:: Objective ::
Give the lines below as a JSON list of strings, one string per line with blank lines left out, starting with the line that contains "Exercise. Point to every instance of the framed" and going on through the last of the rows.

:: Provided material ::
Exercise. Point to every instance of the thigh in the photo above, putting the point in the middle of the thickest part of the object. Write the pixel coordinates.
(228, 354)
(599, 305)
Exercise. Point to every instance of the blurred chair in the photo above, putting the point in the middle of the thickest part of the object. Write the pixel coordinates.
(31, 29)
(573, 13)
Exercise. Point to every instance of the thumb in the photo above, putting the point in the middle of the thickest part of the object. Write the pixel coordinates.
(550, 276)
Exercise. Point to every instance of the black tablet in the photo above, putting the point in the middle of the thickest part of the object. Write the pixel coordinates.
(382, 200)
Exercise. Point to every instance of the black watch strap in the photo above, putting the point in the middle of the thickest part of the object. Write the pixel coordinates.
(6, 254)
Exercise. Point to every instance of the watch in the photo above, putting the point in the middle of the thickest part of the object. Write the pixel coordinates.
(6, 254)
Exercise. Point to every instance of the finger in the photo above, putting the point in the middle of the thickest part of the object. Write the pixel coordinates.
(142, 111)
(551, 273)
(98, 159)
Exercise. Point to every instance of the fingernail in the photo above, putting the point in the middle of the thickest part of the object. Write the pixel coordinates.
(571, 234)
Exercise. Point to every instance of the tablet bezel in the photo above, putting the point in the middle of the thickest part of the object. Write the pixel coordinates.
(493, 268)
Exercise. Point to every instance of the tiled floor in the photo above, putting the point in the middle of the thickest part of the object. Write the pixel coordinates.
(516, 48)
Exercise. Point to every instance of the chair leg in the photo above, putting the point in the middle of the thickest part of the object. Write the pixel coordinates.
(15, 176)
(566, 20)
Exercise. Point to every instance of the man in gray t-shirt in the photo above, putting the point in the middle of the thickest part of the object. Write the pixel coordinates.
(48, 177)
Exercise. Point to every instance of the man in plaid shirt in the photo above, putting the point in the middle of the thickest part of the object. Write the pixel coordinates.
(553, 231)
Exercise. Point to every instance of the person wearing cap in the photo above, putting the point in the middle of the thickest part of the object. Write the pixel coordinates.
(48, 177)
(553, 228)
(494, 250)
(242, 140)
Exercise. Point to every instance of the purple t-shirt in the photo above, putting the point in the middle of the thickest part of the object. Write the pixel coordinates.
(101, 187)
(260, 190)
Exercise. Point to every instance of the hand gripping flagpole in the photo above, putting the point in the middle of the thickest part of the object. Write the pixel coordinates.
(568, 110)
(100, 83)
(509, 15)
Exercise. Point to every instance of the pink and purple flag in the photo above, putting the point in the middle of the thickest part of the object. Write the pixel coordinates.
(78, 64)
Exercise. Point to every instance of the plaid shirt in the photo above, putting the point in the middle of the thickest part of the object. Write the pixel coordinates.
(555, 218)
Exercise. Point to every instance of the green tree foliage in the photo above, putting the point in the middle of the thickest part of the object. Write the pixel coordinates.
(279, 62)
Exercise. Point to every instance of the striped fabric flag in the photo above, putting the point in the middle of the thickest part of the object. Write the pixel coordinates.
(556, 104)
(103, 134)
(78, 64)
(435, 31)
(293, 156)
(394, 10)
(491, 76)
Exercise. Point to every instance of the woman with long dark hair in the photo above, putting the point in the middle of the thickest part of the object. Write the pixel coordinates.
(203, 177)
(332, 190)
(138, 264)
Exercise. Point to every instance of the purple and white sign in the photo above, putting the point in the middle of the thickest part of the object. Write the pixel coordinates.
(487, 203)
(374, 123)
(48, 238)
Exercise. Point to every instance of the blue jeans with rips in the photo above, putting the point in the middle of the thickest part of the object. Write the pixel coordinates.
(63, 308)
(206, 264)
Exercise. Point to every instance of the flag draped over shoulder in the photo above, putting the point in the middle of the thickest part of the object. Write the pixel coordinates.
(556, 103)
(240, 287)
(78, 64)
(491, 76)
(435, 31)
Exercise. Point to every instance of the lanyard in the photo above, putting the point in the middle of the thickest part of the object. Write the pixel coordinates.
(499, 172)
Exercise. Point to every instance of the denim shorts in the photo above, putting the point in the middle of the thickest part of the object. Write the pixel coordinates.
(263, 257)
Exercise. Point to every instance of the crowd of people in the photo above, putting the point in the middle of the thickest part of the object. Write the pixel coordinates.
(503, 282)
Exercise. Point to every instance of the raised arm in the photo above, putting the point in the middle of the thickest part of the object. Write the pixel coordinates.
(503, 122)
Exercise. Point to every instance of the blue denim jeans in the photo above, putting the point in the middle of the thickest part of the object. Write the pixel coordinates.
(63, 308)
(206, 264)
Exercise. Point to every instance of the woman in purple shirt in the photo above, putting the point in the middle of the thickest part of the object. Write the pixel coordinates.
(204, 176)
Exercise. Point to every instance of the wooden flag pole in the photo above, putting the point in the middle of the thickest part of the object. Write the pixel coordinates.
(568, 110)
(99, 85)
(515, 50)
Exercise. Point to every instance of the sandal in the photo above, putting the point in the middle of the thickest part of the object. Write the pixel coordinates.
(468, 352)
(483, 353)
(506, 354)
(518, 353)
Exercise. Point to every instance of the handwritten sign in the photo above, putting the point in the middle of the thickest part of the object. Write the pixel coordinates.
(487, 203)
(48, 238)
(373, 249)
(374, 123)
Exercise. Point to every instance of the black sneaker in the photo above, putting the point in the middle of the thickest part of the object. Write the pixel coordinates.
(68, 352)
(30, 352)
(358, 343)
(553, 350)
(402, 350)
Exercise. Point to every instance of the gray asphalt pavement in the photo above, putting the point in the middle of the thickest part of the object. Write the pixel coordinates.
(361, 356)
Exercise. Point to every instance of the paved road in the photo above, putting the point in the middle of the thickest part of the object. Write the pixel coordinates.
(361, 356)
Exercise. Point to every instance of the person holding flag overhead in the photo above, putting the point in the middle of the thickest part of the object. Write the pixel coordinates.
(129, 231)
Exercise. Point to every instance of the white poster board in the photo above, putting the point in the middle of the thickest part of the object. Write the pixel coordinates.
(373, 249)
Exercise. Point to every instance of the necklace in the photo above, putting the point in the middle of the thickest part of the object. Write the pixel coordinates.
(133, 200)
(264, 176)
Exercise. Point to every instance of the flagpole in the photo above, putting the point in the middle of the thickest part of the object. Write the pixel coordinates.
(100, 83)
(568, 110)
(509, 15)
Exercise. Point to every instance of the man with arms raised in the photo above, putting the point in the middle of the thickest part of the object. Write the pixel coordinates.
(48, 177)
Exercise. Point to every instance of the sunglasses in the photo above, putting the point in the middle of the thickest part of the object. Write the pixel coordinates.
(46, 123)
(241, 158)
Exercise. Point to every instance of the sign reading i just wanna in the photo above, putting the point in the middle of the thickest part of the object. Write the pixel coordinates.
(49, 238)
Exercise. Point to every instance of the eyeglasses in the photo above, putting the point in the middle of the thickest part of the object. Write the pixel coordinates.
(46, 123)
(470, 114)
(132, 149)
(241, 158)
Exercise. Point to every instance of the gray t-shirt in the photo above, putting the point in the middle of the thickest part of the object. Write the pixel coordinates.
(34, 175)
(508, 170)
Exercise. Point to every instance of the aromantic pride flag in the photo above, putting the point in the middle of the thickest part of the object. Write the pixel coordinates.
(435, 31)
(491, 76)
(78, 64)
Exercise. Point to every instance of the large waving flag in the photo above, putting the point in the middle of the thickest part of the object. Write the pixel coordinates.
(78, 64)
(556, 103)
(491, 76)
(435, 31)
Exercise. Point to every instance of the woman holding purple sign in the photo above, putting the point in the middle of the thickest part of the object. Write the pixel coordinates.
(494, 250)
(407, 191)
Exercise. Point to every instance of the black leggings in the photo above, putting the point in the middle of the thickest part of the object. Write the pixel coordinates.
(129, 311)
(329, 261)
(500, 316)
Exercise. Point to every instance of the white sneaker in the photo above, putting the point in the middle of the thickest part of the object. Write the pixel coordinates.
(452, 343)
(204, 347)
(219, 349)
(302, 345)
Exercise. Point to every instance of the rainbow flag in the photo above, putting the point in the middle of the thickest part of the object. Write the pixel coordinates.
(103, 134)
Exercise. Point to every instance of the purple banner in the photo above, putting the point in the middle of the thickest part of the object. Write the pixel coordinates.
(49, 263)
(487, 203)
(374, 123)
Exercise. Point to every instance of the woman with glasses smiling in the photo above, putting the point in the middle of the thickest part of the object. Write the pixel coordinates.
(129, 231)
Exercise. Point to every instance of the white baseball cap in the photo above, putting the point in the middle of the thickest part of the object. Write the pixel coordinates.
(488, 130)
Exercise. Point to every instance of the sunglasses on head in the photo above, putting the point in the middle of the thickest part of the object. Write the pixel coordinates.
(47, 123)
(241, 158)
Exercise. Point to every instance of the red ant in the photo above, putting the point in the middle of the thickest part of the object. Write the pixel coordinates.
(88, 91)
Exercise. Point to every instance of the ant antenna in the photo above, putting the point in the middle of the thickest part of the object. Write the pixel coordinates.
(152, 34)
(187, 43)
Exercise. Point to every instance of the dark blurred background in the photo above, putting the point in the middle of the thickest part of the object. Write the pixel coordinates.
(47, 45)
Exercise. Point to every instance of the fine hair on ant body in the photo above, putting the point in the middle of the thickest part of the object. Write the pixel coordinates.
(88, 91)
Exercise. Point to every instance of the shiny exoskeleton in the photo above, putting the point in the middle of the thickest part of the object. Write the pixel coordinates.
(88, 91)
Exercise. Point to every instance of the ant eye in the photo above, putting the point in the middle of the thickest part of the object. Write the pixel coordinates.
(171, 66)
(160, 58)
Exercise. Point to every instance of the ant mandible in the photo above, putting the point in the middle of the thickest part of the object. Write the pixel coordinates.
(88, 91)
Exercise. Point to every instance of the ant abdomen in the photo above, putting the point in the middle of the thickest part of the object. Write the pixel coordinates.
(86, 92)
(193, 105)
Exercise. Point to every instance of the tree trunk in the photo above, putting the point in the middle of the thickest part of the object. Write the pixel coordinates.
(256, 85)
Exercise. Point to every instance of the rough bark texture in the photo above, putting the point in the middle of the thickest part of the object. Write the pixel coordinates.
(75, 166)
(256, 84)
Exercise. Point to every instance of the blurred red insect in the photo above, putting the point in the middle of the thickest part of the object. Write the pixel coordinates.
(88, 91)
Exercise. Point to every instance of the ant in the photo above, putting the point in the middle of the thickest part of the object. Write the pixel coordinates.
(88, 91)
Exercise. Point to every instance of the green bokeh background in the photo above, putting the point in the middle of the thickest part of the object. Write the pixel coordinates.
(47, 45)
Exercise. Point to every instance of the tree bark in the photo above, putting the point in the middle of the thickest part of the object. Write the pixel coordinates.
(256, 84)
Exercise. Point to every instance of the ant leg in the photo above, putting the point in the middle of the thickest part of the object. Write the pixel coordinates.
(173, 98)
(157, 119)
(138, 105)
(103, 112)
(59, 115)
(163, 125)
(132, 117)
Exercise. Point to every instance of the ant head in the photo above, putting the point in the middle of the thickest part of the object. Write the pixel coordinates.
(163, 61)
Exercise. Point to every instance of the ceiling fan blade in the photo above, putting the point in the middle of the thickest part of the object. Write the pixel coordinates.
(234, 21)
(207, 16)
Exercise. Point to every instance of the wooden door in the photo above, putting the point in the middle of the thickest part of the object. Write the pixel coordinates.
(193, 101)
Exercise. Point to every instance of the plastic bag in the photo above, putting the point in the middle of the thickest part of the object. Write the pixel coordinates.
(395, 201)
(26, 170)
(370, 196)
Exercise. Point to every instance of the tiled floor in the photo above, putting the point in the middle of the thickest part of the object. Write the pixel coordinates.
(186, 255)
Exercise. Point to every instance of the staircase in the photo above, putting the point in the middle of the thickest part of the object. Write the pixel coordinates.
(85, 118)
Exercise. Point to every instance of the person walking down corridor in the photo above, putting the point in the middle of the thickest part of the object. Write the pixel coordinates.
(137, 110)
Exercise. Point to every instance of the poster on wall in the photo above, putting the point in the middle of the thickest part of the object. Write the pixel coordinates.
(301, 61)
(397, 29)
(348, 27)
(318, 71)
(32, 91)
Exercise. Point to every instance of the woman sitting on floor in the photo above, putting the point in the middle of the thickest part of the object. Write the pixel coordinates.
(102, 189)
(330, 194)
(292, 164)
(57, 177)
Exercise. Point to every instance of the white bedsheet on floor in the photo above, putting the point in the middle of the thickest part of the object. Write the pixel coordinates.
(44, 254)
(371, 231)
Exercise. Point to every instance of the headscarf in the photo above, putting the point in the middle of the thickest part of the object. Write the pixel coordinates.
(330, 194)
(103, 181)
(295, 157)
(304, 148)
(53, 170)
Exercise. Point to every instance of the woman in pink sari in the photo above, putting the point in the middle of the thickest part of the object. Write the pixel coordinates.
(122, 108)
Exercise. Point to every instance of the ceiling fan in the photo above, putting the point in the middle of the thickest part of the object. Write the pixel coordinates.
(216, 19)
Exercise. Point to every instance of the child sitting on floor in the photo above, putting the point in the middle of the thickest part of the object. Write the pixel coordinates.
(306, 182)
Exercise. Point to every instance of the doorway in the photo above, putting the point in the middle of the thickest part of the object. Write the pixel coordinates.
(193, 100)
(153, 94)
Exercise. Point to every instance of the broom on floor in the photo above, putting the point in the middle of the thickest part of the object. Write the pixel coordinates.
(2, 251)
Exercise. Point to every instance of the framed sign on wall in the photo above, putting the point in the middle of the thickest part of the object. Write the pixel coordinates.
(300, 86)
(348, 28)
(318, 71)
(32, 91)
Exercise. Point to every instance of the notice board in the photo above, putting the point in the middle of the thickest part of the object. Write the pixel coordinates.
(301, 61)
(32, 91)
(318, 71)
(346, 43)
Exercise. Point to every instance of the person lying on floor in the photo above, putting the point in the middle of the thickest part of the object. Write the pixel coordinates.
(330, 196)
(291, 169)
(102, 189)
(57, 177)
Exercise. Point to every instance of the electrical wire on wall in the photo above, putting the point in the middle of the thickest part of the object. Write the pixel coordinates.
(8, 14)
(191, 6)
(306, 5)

:: Answer below ::
[
  "Exercise. Point to every instance of the framed sign on wall in the photo above, putting the point in the middle of the thickest part of the object. Write the pixel coordinates.",
  "(300, 86)",
  "(348, 28)",
  "(318, 71)",
  "(32, 91)",
  "Exercise. Point to every instance of the notice board in the photo above, putting the point in the middle of the thickest part of the object. Write the pixel coordinates.",
  "(301, 61)",
  "(32, 91)",
  "(318, 71)",
  "(346, 43)",
  "Exercise. Point to every instance of the person lying on floor in the photo above, putting the point in the middle of the thickest part of the object. Write the pixel coordinates.",
  "(330, 196)",
  "(291, 169)",
  "(102, 189)",
  "(57, 177)",
  "Exercise. Point to every instance of the electrical wire on wall in the photo above, putting the point in the middle of the thickest part of the object. Write the pixel coordinates.",
  "(8, 14)",
  "(191, 6)",
  "(306, 5)"
]